→ Talimat
Aşağıdaki metinde "4. Komisyonca başvurunun" sözcüklerini içeren yerle açılıp "Sigortalar Kurumuna (SSK)" ile kapanan bölümü hiçbir değişiklik yapmadan kopyala.

→ Metin
══════

TÜRKİYE CUMHURİYETİ
|
ANAYASA MAHKEMESİ
|
|
|
İKİNCİ BÖLÜM
|
|
KARAR
|
|
NEVİN AKIN BAŞVURUSU
|
(Başvuru Numarası: 2015/12719)
|
|
Karar Tarihi: 20/3/2019
|
|
İKİNCİ BÖLÜM
|
|
KARAR
|
|
Başkan
|
:
|
Engin
YILDIRIM
|
Üyeler
|
:
|
Recep
KÖMÜRCÜ
|
|
|
Rıdvan GÜLEÇ
|
|
|
Recai AKYEL
|
|
|
Yıldız
SEFERİNOĞLU
|
Raportör
|
:
|
Kamber Ozan
TUTAL
|
Başvurucu
|
:
|
Nevin AKIN
|
I. BAŞVURUNUN KONUSU
1. Başvuru, bir sosyal güvenlik ödemesinin değer kaybına uğratılarak
ödenmesi nedeniyle mülkiyet hakkının ihlal edildiği iddiasına ilişkindir.
II. BAŞVURU SÜRECİ
2. Başvuru 24/7/2015 tarihinde yapılmıştır.
3. Başvuru, başvuru formu ve eklerinin idari yönden yapılan ön
incelemesinden sonra Komisyona sunulmuştur.
4. Komisyonca başvurunun kabul edilebilirlik incelemesinin Bölüm
tarafından yapılmasına karar verilmiştir.
5. Bölüm Başkanı tarafından başvurunun kabul edilebilirlik ve
esas incelemesinin birlikte yapılmasına karar verilmiştir.
6. Başvuru belgelerinin bir örneği bilgi için Adalet Bakanlığına
(Bakanlık) gönderilmiştir. Bakanlık görüş bildirmemiştir.
III. OLAY VE OLGULAR
7. Başvuru formu ve eklerinde ifade edildiği şekliyle olaylar
özetle şöyledir:
8. Başvurucu 1/10/1970-15/7/1988 tarihleri arasında T.C. Ziraat
Bankasında Emekli Sandığına tabi olarak görev yapmıştır. Başvurucu daha sonra
bu görevinden ayrılarak bir süre özel sektörde Sosyal Sigortalar Kurumuna (SSK)

══════

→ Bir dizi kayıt
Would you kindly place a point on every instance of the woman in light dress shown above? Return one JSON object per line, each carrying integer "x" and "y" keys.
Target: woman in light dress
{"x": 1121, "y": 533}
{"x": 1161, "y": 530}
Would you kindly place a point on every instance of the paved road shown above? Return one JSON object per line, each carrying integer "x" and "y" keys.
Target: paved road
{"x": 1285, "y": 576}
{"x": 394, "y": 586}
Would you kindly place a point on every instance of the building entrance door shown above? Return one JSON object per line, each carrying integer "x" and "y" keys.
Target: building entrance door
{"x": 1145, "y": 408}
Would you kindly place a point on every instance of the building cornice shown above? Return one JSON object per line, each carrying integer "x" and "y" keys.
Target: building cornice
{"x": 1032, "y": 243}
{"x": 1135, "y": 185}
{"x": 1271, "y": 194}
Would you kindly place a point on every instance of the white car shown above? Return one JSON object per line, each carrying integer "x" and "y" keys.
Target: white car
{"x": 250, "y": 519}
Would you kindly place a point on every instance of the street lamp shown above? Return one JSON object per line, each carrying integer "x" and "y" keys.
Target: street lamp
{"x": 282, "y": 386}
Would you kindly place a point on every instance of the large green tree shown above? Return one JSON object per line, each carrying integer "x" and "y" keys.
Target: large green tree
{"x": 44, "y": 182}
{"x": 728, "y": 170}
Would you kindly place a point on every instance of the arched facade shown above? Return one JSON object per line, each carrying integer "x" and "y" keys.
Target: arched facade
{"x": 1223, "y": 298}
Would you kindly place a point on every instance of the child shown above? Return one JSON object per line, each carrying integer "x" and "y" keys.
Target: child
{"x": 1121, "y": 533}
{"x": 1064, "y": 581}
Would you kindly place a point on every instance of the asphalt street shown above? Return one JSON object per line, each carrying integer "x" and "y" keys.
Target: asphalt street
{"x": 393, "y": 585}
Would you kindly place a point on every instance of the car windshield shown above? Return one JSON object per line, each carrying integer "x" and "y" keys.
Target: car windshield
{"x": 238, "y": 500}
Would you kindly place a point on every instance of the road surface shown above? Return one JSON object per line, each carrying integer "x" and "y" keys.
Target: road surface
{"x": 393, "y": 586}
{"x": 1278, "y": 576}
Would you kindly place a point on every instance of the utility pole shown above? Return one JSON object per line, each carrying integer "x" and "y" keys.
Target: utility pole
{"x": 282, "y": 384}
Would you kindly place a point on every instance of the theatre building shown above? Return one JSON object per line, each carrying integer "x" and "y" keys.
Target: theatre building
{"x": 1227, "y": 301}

══════

→ Çıktı
4. Komisyonca başvurunun kabul edilebilirlik incelemesinin Bölüm
tarafından yapılmasına karar verilmiştir.
5. Bölüm Başkanı tarafından başvurunun kabul edilebilirlik ve
esas incelemesinin birlikte yapılmasına karar verilmiştir.
6. Başvuru belgelerinin bir örneği bilgi için Adalet Bakanlığına
(Bakanlık) gönderilmiştir. Bakanlık görüş bildirmemiştir.
III. OLAY VE OLGULAR
7. Başvuru formu ve eklerinde ifade edildiği şekliyle olaylar
özetle şöyledir:
8. Başvurucu 1/10/1970-15/7/1988 tarihleri arasında T.C. Ziraat
Bankasında Emekli Sandığına tabi olarak görev yapmıştır. Başvurucu daha sonra
bu görevinden ayrılarak bir süre özel sektörde Sosyal Sigortalar Kurumuna (SSK)